▶ **RECORD LIST**:
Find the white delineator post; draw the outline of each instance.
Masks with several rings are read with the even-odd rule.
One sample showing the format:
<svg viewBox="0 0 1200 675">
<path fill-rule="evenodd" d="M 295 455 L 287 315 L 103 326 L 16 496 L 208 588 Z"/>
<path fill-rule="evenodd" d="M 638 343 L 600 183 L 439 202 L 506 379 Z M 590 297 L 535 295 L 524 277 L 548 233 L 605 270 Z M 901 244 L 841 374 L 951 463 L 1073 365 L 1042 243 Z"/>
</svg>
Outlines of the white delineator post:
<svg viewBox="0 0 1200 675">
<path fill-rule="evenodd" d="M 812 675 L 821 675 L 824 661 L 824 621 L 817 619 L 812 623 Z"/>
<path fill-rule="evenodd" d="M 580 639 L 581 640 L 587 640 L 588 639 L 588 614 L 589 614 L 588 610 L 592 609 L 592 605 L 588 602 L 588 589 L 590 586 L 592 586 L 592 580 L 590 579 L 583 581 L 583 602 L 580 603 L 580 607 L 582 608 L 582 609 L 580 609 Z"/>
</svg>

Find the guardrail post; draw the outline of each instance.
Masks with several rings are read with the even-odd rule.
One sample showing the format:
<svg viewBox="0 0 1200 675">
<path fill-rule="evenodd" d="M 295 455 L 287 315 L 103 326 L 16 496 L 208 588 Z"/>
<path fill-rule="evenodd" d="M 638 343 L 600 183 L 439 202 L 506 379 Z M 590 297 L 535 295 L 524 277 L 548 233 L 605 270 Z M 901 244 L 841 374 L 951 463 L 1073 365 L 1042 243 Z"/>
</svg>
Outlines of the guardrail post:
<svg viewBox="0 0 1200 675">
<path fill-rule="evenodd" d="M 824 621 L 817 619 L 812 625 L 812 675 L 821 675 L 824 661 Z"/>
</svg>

---

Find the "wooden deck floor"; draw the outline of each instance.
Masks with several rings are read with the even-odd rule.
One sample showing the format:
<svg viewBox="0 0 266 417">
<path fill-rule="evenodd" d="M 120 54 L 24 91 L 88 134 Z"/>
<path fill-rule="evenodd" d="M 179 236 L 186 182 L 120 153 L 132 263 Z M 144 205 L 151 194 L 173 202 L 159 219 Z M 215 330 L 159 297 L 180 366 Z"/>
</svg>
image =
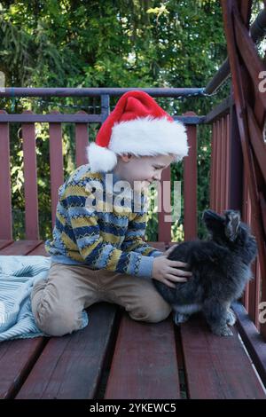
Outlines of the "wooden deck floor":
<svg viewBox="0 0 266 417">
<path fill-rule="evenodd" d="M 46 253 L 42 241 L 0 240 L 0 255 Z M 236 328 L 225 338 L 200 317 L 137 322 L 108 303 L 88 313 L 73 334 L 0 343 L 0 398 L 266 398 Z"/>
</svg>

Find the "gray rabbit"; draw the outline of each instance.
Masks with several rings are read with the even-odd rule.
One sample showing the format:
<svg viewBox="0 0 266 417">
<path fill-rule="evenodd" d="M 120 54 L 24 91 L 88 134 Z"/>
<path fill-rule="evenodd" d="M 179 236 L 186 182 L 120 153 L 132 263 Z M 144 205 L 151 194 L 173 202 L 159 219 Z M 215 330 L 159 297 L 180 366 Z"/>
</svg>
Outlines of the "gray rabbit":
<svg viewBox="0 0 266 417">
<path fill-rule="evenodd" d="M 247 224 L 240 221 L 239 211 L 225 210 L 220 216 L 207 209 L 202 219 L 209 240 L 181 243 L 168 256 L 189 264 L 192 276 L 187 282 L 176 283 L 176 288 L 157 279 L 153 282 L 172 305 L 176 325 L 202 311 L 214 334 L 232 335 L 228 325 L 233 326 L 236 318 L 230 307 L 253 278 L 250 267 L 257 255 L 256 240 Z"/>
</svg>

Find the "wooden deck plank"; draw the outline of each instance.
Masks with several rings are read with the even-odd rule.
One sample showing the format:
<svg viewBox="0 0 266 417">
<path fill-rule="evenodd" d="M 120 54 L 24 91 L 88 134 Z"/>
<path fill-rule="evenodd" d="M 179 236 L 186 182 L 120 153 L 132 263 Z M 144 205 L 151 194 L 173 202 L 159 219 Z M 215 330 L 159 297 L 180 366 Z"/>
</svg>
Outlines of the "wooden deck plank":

▶ **WRITTEN REQUEST**: Show every line of the records above that contains the word "post", treating upper and lower case as different.

▶ **ANSWER TO THIS TASK**:
Find the white delineator post; draw the outline of each instance.
Outlines of the white delineator post:
Find the guardrail post; draw the outline of each instance.
Outlines of the guardrail post:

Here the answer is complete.